Data supplied: Begin
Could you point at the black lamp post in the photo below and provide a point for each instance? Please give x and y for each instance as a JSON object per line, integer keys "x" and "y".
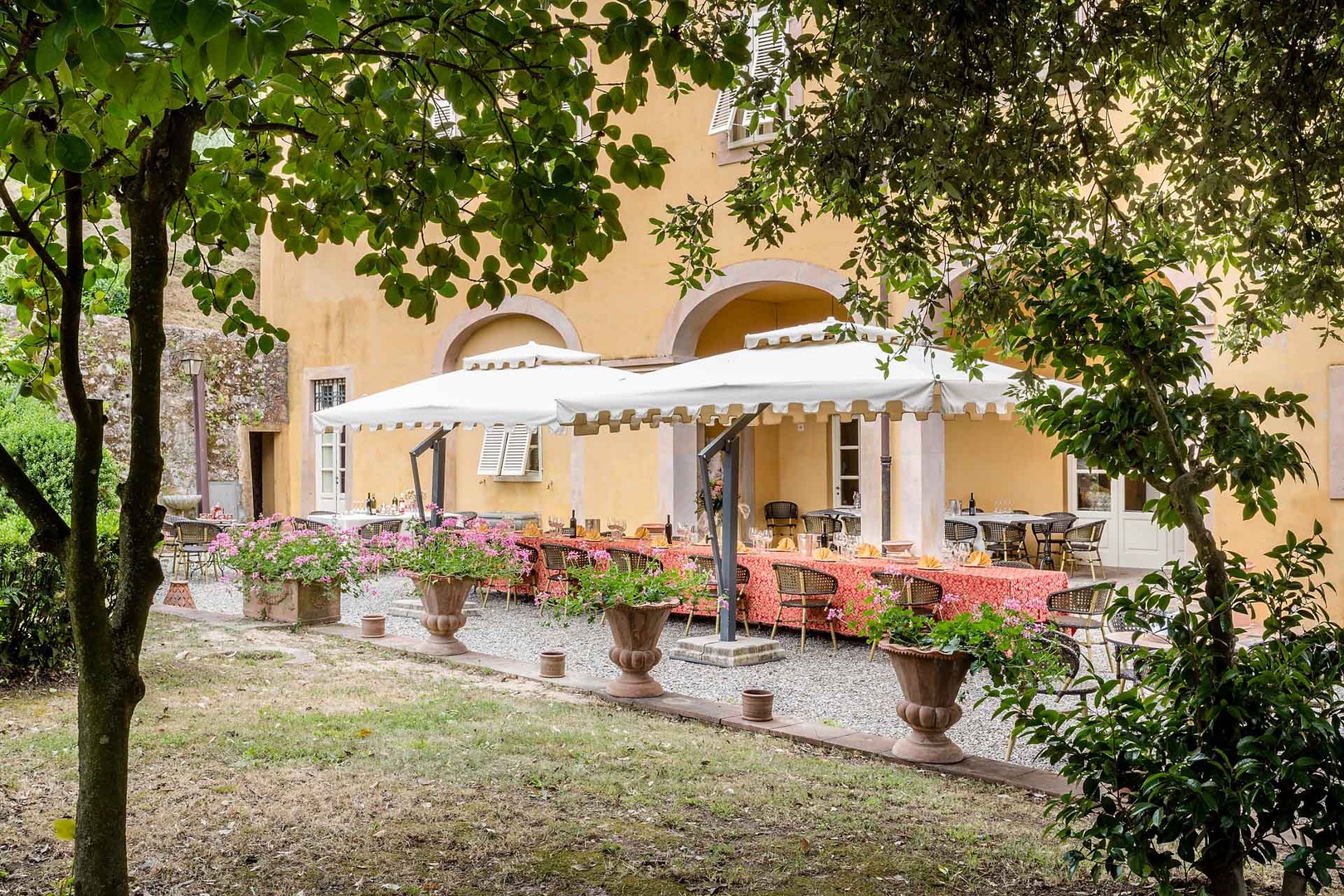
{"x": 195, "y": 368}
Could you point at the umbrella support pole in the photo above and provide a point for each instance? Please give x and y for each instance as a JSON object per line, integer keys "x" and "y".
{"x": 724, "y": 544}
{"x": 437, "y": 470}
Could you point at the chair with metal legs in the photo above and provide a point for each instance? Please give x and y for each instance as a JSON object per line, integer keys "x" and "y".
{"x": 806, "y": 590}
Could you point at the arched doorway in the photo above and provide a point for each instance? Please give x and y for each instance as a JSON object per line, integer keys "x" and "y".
Data supplied: End
Retype the records exactly. Any image in them should not appear in what you write.

• _Response to the task_:
Could you point at the black lamp post in the photo below and provide a point for each instance? Please give x and y for each instance as a JSON object per line, integer keys "x" and "y".
{"x": 195, "y": 368}
Could you point at the umbrella support pole in the photo above and provide a point for each instance? Please give x and y for each instance as a JSON object per line, integer keys "x" and "y".
{"x": 724, "y": 544}
{"x": 437, "y": 470}
Could you point at the chair with metal legs in the photo above and provide a point for each instance? Please give x and y for each instance as a JSON object per line, integer keys "x" and "y".
{"x": 806, "y": 590}
Could you point at the arched doorway in the photo above and provide a point for each instance? Please give x and y for each instance as a JSON object per line, integer keys "x" and "y".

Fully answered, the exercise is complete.